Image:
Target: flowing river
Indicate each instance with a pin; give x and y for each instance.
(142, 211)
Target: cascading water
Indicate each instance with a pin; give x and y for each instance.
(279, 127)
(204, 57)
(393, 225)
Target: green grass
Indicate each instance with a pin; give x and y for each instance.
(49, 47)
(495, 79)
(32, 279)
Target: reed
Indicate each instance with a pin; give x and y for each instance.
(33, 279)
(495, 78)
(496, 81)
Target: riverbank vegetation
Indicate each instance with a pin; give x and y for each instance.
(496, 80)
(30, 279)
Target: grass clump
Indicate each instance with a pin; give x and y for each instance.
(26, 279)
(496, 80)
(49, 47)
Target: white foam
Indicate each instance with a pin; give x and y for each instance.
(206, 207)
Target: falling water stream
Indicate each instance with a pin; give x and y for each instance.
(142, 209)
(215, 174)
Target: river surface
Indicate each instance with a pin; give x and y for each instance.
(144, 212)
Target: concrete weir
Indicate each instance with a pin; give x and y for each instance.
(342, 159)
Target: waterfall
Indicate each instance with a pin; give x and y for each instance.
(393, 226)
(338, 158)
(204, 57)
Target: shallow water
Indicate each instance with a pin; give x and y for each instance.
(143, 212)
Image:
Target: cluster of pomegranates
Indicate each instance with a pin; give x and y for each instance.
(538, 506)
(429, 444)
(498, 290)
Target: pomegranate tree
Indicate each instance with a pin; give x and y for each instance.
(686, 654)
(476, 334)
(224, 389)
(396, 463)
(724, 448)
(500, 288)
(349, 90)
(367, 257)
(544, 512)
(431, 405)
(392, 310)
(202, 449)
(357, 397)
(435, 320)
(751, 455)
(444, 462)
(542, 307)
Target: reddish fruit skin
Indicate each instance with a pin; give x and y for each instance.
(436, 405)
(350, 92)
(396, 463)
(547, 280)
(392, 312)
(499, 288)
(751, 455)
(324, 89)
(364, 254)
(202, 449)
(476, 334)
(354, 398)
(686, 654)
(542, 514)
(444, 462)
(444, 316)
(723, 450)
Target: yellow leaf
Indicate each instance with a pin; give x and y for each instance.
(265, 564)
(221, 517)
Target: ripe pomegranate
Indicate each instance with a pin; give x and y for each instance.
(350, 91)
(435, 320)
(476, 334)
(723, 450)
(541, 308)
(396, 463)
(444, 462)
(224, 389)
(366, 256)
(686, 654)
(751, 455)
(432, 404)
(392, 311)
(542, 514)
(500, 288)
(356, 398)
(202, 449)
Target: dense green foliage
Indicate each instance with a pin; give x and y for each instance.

□ □ □ □ □

- [Description of the task] The answer must be a word-for-word reproduction of every record above.

- [Output below]
Image:
Target: flowing river
Indicate each instance with a pin; give x and y for each instance.
(142, 211)
Target: cascading water
Indicate each instance with a pin; give x and y for each instance.
(279, 127)
(204, 57)
(393, 225)
Target: green grass
Indicate each instance with a pin; give x and y for each instance.
(49, 47)
(495, 79)
(32, 279)
Target: reed
Indicate each instance with a pin; give x and y for each instance.
(33, 279)
(495, 78)
(496, 81)
Target: riverbank vegetation
Indicate each instance with a pin; give x and y for each instance.
(496, 80)
(30, 279)
Target: grass clump
Indicate each instance with a pin; give x and y for each instance.
(26, 279)
(496, 80)
(49, 47)
Target: white foam
Indicate each instance with a pin; give x and y for each instance.
(206, 207)
Target: falling water stream
Indicate each instance with a pin; give x and y for each instance.
(142, 209)
(215, 174)
Target: river surface
Indicate each instance with a pin; give x and y for each instance.
(144, 212)
Target: concrete weir
Indicate each instance with a pin; give x and y for each instance.
(342, 159)
Target: waterfall
Indicate each instance with a pin; give x and y for each instance.
(393, 226)
(338, 158)
(204, 57)
Target: shallow water
Indicate each instance with a pin; give x and y for each instance.
(143, 212)
Image:
Target: cluster of pomegranates
Indicate each instance with a pin; give x and y for each instance.
(538, 506)
(429, 444)
(498, 290)
Target: pomegranate tree
Indicate each instance with a pin; give x and y for each instance.
(686, 654)
(476, 334)
(224, 389)
(396, 463)
(724, 448)
(500, 288)
(349, 90)
(367, 257)
(544, 512)
(431, 405)
(392, 310)
(202, 449)
(357, 397)
(435, 320)
(751, 455)
(444, 462)
(542, 307)
Target: reddish fruit skin
Indicate each instance with a pin; give x and y for each instance.
(436, 405)
(350, 92)
(396, 463)
(547, 280)
(392, 312)
(499, 288)
(751, 455)
(324, 89)
(364, 254)
(202, 449)
(476, 334)
(354, 398)
(686, 654)
(542, 514)
(444, 462)
(444, 316)
(723, 450)
Target: yellow leaf
Indicate each instance with a pin; give x and y for each instance.
(265, 564)
(221, 517)
Target: ripe pomegranate
Indicate each instance with a pin; give x and y for each instance.
(350, 91)
(435, 320)
(476, 334)
(723, 450)
(541, 308)
(396, 463)
(444, 462)
(224, 389)
(366, 256)
(686, 654)
(751, 455)
(432, 404)
(392, 311)
(542, 514)
(500, 288)
(356, 398)
(202, 449)
Target: dense green foliage
Indicate each instance with a pin; give x and y for each instance.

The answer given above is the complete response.